Reflexão à Quaresma II

Num dos seus primeiros questionamentos, o Pesquisador e Padre Católico, John P Meier, procura saber se seria possível encontrar algum testemunho, alguma informação independente do Novo Testamento, a respeito do Jesus Histórico.

 

Quais seriam então tais conceitos de base?

 

O que seria o Jesus Real, e o que seria também o Jesus Histórico?

 

John P. Meier insiste no paradoxo: “O Jesus Histórico não é o Jesus Real e O Jesus Real não é o Jesus Histórico”.

 

Para Meier, não há clareza na distinção destes dois conceitos, o “Real” e o “Histórico”, com a pesquisa do Jesus Histórico se chocando com perenes confusões; “ses perpétuels malentendus”.

 

Daí ser preciso distinguir, em claridade, estes dois conceitos.

 

O que seria o Jesus Real, o Nero Real, o Alexandre, o Grande, Real, personagens perdidos na história do tempo, ou mesmo, Getúlio Vargas, na nossa história recente, e até mesmo por extensão de exemplo, Jair Messias Bolsonaro, uma citação absurda por certo, afinal a estes, e não a aqueles, é possível conhecer a sua realidade, definida de uma maneira global e radical, não tão isenta de passionalismos sobremodo, mas assim mesmo bem mais fácil de conhecer e preterir.

 

No caso destes personagens públicos mais recentes, o historiador e o biógrafo podem construir um retrato razoavelmente completo, juntando dados, testemunhos trágicos, jornais, uma montanha de informações, com certeza, não tanto porém, “bem comprovados e descontaminados”, como se exibem.

 

A título de modelo, John P Meier cita Richard Nixon, o ex-Presidente americano, então vivo, creio eu, ao tempo da feitura de seus livros.

________________________

:: Complete o seguinte ::
1. Transcreva da reflexão sobre o Jesus Histórico o trecho que começa em "Para Meier, não" e termina em "estes dois conceitos.".
2. Escreva a continuação da reflexão sobre o Jesus Histórico a partir da última frase apresentada.

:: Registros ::
________________________

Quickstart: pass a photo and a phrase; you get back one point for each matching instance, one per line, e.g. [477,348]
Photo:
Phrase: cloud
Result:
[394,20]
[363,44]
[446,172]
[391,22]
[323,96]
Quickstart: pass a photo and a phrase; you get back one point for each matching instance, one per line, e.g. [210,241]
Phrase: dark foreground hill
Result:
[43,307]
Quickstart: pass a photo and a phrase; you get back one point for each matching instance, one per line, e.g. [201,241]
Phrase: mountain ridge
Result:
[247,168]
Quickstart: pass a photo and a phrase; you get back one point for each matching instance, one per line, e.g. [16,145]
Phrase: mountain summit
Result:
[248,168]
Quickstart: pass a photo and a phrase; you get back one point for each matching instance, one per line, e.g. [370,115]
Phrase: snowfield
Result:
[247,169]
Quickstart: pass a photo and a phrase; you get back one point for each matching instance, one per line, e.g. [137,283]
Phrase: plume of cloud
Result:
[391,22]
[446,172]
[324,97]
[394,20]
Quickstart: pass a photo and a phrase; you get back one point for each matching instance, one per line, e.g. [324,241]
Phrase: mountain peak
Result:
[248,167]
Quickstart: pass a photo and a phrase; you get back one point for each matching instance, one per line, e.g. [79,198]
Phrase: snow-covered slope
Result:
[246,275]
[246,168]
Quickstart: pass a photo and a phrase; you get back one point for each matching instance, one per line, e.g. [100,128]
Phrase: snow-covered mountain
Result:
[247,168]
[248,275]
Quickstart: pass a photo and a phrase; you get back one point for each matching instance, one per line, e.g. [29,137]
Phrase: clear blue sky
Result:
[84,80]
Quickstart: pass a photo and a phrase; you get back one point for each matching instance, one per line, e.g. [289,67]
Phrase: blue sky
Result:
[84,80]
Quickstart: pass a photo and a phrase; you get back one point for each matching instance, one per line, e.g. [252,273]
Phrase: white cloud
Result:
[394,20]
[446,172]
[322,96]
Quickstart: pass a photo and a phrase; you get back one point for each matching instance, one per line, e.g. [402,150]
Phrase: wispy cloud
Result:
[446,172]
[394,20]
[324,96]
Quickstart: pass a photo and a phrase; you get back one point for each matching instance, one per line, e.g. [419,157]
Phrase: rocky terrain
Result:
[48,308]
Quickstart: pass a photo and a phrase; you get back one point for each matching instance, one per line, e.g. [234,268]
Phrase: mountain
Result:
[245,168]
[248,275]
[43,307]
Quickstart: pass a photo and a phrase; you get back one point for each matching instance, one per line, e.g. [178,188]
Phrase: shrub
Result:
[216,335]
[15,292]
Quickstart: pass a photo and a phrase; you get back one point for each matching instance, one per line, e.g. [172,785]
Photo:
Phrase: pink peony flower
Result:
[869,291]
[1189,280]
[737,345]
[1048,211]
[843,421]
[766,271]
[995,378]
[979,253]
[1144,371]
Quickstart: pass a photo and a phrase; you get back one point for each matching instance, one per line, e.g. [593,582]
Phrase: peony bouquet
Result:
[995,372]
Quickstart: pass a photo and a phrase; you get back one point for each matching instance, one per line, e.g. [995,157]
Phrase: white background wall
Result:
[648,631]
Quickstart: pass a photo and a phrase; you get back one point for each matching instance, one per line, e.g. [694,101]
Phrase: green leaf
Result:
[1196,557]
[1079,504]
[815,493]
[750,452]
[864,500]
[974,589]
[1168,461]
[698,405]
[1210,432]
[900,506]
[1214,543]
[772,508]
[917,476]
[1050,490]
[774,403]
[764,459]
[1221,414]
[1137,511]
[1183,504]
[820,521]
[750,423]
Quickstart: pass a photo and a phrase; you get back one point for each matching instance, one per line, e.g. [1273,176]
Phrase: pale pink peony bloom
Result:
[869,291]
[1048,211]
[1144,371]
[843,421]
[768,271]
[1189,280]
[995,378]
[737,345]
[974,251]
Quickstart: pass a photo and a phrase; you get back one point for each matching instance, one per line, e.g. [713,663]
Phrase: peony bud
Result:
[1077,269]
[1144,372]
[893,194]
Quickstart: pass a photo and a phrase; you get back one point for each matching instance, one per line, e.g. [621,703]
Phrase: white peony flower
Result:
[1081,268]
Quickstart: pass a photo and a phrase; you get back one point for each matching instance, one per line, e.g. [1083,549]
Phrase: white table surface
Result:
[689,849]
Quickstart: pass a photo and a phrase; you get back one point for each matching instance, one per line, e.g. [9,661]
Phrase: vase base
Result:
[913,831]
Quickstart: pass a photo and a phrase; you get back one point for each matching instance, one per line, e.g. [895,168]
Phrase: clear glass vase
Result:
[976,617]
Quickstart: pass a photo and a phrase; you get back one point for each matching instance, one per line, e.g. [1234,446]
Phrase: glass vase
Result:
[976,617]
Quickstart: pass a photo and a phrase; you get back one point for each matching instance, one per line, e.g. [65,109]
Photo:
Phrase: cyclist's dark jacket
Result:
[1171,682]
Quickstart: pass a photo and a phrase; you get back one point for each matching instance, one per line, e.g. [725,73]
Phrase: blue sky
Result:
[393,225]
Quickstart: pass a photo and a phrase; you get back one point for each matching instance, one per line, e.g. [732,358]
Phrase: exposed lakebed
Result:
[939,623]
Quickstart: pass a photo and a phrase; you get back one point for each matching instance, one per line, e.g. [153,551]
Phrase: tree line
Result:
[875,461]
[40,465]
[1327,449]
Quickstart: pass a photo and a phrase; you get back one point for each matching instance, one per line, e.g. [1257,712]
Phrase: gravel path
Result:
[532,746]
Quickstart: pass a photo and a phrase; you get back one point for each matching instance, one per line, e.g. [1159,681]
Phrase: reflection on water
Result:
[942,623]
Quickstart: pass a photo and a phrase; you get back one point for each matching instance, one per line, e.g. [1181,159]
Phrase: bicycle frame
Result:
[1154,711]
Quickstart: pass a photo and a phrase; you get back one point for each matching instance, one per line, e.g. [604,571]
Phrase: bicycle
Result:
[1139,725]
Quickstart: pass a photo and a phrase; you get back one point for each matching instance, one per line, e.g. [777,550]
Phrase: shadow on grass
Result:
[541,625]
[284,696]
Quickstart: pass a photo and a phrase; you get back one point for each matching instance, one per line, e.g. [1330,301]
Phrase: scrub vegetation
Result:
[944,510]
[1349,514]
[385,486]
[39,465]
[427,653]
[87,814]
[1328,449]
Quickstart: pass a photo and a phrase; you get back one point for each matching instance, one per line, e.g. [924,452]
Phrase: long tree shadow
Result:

________________________

:: Respostas das tarefas ::
1.
Para Meier, não há clareza na distinção destes dois conceitos, o “Real” e o “Histórico”, com a pesquisa do Jesus Histórico se chocando com perenes confusões; “ses perpétuels malentendus”.

 

Daí ser preciso distinguir, em claridade, estes dois conceitos.

2.
 

Nixon que fora, ou era, um ser altamente político, mas ainda real, cuja biografia, a depender de quem a escreveria um dia, iria conter juízos de valor, e como tais nem sempre imunes, mesmo à farta documentação, em vídeo, foto, informações e estatísticas, sobretudo nos entreatos terminais da Guerra do Vietnam, esquecendo-se talvez, da sua vitoriosa política de “détente”, com a União Soviética e a China Comunista, gestada em parceria com Henry Kissinger, seu Ministro, em final da Guerra Fria, preferindo maximizar o traumático escândalo Watergate, que o levou à renúncia do cargo, ao qual fora eleito em expressiva maioria.

 

Em outros “approaches”, e mais próximos, porque nossos e já acontecidos, abro um colchete sem sair do tema, porque se fala mais do suicídio de Getúlio Vargas, causas e razões, do que da sua política social vitoriosa de pacificação nacional, presidindo o país como ditador sorridente de 1930 a 1945, charuto aos dentes, e entredentes, por quinze anos, longos anos, numa contradição jamais editada.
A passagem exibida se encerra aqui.